>> Begin Provided text

PyHydroGeophysX 0.1.0

A comprehensive Python package for integrating hydrological model outputs with geophysical forward modeling and inversion

PyHydroGeophysX

A comprehensive Python package for integrating hydrological model outputs with geophysical forward modeling and inversion, specializing in electrical resistivity tomography (ERT) and seismic refraction tomography (SRT) for watershed monitoring applications.

🌟 Key Features

• 🌊 Hydrological Model Integration: Seamless loading and processing of MODFLOW and ParFlow outputs
• 🪨 Petrophysical Relationships: Advanced models for converting between water content, saturation, resistivity, and seismic velocity
• ⚡ Forward Modeling: Complete ERT and SRT forward modeling capabilities with synthetic data generation
• 🔄 Time-Lapse Inversion: Sophisticated algorithms for time-lapse ERT inversion with temporal regularization
• 🏔️ Structure-Constrained Inversion: Integration of seismic velocity interfaces for constrained ERT inversion
• 📊 Uncertainty Quantification: Monte Carlo methods for parameter uncertainty assessment
• 🚀 High Performance: GPU acceleration support (CUDA/CuPy) and parallel processing capabilities
• 📈 Advanced Solvers: Multiple linear solvers (CGLS, LSQR, RRLS) with optional GPU acceleration

📋 Requirements

• Python 3.8 or higher
• NumPy, SciPy, Matplotlib
• PyGIMLi (for geophysical modeling)

>> End Provided text

# [Short exercise 1]
Give the headings of all the key features named in the PyHydroGeophysX description.
# [Short exercise 2]
Reproduce the PyHydroGeophysX description starting with "PyHydroGeophysX 0.1.0" and going on through "watershed monitoring applications.", substituting "catchment" for "watershed".
# [Short exercise 3]
According to the PyHydroGeophysX description, what methods does the package use for parameter uncertainty assessment?

>> Begin Provided data

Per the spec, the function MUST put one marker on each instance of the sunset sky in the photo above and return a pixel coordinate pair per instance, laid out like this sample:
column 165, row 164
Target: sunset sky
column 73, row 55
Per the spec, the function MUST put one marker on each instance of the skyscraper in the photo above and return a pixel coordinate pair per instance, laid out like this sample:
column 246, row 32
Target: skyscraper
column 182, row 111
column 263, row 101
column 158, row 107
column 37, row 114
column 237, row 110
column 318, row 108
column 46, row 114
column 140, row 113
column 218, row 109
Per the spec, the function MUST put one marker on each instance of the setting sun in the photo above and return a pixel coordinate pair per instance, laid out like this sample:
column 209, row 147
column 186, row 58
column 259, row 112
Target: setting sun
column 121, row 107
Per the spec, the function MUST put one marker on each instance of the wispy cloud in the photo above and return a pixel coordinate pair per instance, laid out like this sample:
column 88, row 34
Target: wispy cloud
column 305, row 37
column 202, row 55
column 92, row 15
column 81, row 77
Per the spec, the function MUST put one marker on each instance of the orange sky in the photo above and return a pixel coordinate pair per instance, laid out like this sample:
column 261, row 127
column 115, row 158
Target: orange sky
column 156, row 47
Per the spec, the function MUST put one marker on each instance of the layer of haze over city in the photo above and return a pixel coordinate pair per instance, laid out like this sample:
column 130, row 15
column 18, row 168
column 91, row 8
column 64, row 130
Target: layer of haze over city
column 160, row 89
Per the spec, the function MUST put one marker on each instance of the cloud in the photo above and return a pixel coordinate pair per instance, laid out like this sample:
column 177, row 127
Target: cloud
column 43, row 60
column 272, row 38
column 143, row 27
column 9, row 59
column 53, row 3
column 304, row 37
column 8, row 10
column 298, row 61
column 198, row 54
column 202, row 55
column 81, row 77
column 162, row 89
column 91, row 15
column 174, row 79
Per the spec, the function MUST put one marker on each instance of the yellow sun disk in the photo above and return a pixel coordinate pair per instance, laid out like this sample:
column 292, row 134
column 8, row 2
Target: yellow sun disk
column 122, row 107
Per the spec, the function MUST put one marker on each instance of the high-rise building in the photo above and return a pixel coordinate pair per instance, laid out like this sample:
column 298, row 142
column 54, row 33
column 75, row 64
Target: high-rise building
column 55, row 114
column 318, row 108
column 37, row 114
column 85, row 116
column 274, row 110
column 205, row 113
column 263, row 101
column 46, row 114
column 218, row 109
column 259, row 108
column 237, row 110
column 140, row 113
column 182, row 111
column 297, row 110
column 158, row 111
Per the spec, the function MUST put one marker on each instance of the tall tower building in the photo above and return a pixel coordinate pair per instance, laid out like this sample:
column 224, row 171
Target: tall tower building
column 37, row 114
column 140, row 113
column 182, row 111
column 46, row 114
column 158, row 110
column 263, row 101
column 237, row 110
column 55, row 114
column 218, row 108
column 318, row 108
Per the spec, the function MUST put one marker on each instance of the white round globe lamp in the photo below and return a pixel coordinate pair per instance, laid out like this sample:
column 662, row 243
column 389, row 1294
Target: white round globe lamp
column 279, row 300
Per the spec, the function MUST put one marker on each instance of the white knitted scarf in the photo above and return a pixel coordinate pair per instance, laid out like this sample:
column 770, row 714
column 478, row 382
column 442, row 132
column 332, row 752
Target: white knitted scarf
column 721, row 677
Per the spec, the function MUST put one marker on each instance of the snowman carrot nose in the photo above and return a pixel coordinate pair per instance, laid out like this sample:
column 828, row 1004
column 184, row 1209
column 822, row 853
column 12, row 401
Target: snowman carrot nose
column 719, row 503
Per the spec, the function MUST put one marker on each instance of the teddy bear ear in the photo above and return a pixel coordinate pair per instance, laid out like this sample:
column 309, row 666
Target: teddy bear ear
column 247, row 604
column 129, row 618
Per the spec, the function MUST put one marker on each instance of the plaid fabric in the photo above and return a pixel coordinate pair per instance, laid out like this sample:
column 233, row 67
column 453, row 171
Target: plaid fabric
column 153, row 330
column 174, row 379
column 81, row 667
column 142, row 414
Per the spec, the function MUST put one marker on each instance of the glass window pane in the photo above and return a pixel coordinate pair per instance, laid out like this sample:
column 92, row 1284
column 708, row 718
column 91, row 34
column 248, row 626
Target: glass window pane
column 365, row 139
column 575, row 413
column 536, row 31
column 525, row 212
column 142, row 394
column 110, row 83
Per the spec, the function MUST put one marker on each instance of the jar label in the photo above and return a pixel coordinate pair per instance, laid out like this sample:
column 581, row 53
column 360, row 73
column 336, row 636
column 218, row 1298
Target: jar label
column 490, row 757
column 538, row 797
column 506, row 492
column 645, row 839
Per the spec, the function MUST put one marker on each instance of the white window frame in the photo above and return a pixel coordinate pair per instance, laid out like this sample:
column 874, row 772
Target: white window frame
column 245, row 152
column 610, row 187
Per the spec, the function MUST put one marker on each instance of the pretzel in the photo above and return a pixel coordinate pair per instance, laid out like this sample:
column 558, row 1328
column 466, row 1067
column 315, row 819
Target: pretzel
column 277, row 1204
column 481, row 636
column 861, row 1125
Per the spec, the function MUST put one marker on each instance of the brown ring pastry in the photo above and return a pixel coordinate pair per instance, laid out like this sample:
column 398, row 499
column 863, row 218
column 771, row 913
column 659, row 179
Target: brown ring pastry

>> End Provided data

# [Output 1]
Hydrological Model Integration, Petrophysical Relationships, Forward Modeling, Time-Lapse Inversion, Structure-Constrained Inversion, Uncertainty Quantification, High Performance, and Advanced Solvers.

# [Output 2]
PyHydroGeophysX 0.1.0

A comprehensive Python package for integrating hydrological model outputs with geophysical forward modeling and inversion

PyHydroGeophysX

A comprehensive Python package for integrating hydrological model outputs with geophysical forward modeling and inversion, specializing in electrical resistivity tomography (ERT) and seismic refraction tomography (SRT) for catchment monitoring applications.

# [Output 3]
Monte Carlo methods.